◆ **Task directions**
Line by line, transcribe the data shown below.

◆ **Source records**
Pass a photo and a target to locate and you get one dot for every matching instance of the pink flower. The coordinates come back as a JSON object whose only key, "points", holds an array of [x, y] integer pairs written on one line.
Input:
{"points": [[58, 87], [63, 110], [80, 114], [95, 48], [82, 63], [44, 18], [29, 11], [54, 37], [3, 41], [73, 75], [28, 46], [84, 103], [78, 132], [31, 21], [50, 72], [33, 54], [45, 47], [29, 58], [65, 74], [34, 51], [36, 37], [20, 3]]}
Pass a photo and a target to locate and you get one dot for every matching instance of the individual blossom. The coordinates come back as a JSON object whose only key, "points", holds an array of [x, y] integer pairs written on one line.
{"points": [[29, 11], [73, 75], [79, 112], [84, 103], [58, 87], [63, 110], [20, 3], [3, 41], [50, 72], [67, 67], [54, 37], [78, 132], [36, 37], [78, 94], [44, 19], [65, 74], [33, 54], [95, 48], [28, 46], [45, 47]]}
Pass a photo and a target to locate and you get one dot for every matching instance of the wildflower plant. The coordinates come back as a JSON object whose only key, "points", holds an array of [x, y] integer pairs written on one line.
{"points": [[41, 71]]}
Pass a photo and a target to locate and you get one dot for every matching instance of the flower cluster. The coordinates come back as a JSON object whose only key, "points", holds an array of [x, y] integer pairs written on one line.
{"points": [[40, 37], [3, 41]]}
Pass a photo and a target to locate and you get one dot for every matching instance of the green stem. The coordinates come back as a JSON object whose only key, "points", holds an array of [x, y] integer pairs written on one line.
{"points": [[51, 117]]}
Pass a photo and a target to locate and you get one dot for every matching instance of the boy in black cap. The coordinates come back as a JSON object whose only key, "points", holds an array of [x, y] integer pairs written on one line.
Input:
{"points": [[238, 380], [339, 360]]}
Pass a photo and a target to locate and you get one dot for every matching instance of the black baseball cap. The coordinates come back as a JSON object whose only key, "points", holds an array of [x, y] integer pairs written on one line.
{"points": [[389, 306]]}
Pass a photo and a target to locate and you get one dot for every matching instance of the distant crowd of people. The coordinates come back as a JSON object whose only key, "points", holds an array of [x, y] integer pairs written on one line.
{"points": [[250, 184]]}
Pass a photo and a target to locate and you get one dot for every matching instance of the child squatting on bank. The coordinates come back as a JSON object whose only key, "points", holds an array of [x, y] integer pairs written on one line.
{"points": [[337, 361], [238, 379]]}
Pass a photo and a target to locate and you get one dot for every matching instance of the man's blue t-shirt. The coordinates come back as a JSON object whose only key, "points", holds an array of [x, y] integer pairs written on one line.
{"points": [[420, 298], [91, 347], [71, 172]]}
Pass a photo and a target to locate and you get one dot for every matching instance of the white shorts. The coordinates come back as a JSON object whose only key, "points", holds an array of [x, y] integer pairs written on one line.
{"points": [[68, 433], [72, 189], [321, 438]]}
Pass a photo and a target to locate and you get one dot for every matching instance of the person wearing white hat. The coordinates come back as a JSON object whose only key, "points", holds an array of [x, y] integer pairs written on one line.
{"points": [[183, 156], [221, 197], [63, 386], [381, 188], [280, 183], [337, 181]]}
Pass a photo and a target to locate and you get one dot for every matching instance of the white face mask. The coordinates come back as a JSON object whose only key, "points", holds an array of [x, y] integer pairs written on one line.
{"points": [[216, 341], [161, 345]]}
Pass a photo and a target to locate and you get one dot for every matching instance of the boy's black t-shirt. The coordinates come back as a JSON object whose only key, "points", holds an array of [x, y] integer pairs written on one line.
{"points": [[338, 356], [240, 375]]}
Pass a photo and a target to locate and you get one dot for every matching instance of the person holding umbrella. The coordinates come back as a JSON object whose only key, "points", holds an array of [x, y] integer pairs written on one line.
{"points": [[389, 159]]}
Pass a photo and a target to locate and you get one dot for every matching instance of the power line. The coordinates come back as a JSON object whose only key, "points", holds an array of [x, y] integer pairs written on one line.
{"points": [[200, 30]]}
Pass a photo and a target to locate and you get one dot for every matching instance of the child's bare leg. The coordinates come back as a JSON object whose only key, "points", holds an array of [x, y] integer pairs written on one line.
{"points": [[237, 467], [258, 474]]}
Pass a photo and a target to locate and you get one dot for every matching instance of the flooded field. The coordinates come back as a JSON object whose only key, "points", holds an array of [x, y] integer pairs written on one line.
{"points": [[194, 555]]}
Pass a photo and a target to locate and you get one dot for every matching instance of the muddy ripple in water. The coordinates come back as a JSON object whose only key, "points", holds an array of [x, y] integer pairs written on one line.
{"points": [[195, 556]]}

◆ **Solution to this problem**
Pass a photo and a target to locate and you get one dot for every matching instance of the pink flower. The coordinates come back as a JSON object whose only key, "points", holds an array of [x, y] integer pairs written on one line.
Input:
{"points": [[58, 87], [63, 110], [80, 114], [95, 48], [82, 63], [44, 18], [29, 11], [54, 37], [3, 41], [73, 75], [28, 46], [84, 103], [78, 132], [31, 21], [50, 72], [33, 54], [45, 47], [29, 58], [65, 74], [34, 51], [36, 37], [20, 3]]}
Pass a photo and a target to locate and you get one dot for every matching instance of the individual blossom. The coordinates come back as a JSON object whose only key, "points", holds an array of [x, y] integer pairs written on one line.
{"points": [[29, 11], [73, 75], [79, 112], [84, 103], [58, 87], [63, 110], [20, 3], [3, 41], [50, 72], [67, 67], [54, 37], [78, 132], [36, 37], [78, 94], [44, 19], [65, 74], [33, 54], [95, 48], [28, 46], [45, 47]]}
Pass a photo and a target to locate and you get one dot for every matching instance of the wildflower plant. The coordinates come back as a JSON object whose only key, "points", holds an array of [x, y] integer pairs written on one line.
{"points": [[41, 71]]}
Pass a photo and a target to locate and you get one dot for every matching instance of the flower cluster. The coordinates come back as a JSON object whose only key, "points", holds an array of [x, y] integer pairs written on one line.
{"points": [[40, 37], [3, 41]]}
Pass a photo and a target to locate and you get one dot for every matching instance of the green stem. The coordinates come back as a JSON object whose only key, "points", holds an array of [x, y] integer pairs written on one line.
{"points": [[51, 117]]}
Pass a photo and a target to locate and you get one dot for every matching instance of the boy in black cap. The coordinates come back as a JSON object whose only key, "points", holds an array of [x, y] integer pairs written on one line.
Input:
{"points": [[238, 380], [339, 360]]}
Pass a photo and a target to locate and you get one dot for every matching instance of the black baseball cap. The coordinates come back as a JSON object whose only key, "points", holds an array of [x, y] integer pairs written on one line.
{"points": [[389, 306]]}
Pass a photo and a target to locate and you get one dot for every matching instance of the distant crowd of people. The coordinates come back as a JSON object whose only key, "points", holds an array of [x, y] integer pairs written on one line.
{"points": [[250, 184]]}
Pass a photo and a target to locate and you get one dot for every matching instance of the child squatting on bank. The coordinates come back as a JSON object whose only key, "points", holds an array of [x, y] integer pairs written on one line.
{"points": [[337, 361], [238, 379]]}
Pass a photo and a target to locate and you get one dot for every matching instance of the man's blue t-shirt. The coordinates come back as a JSON object whose only key, "points", holds an array of [x, y] integer pairs written on one line.
{"points": [[420, 298], [91, 347], [71, 172]]}
Pass a photo and a target to locate and you get one dot for every matching instance of the white shorts. The coordinates come back as a JSON object whose only key, "points", holds an array of [x, y] integer pairs written on one line.
{"points": [[68, 433], [72, 189], [321, 438]]}
Pass a photo and a target to locate and you get one dot for every matching instance of the person wearing white hat. The coordinates come back as a JSON object whose only key, "points", holds an array of [x, y] integer pairs written on one line.
{"points": [[183, 156], [221, 197], [63, 386], [381, 188], [280, 183], [337, 181]]}
Pass a photo and a target to locate and you get one dot for every matching instance of the white face mask. The coordinates come back as a JSON object whose only key, "points", holds an array of [x, y] integer pairs written on one line.
{"points": [[216, 341], [161, 345]]}
Pass a photo and a target to locate and you get one dot for every matching instance of the boy's black t-shirt. The coordinates come back as a JSON object whose only key, "points", holds an array of [x, y] integer pairs written on one line.
{"points": [[338, 356], [240, 375]]}
Pass a photo and a target to locate and you get one dot for every matching instance of the person holding umbrella. The coordinates come back as a JSON object whose only key, "points", holds an array of [x, y] integer pairs written on one line.
{"points": [[389, 159]]}
Pass a photo and a target to locate and you get one dot for every matching instance of the power line. The coordinates come back as a JSON object whose only key, "points", holds an array of [x, y] integer pairs written on one line.
{"points": [[200, 30]]}
Pass a photo and a target to locate and you get one dot for every matching instance of the child's bare leg. The coordinates come back as a JSON object whose only key, "points", holds an array of [x, y] integer pairs written on one line.
{"points": [[237, 467], [258, 474]]}
Pass a photo and a target to locate and you get one dot for every matching instance of the flooded field. The coordinates come back as a JSON object whose only key, "points", holds an array of [x, y] integer pairs written on one line.
{"points": [[194, 555]]}
Pass a photo and a target to locate and you get one dot for every matching instance of the muddy ripple in water. The coordinates come back as a JSON object whose only key, "points", holds an array of [x, y] integer pairs written on one line.
{"points": [[195, 556]]}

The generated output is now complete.